▶ [Instructions to follow]: Every line of the entries that holds the word "photo" is to be copied.

--- START ---

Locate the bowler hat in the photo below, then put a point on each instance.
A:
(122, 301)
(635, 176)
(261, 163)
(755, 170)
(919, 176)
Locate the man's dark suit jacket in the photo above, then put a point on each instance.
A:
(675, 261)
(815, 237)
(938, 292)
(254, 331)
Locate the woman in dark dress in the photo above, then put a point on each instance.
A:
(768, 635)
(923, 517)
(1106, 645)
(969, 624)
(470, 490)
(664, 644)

--- END ---

▶ [Output below]:
Locate the bowler hat in the photo below, then put a point on each instance.
Locate the man's dark suit jacket in the photo above, then put a point on each instance.
Locate the woman in dark dress in the photo above, then put a point on each instance.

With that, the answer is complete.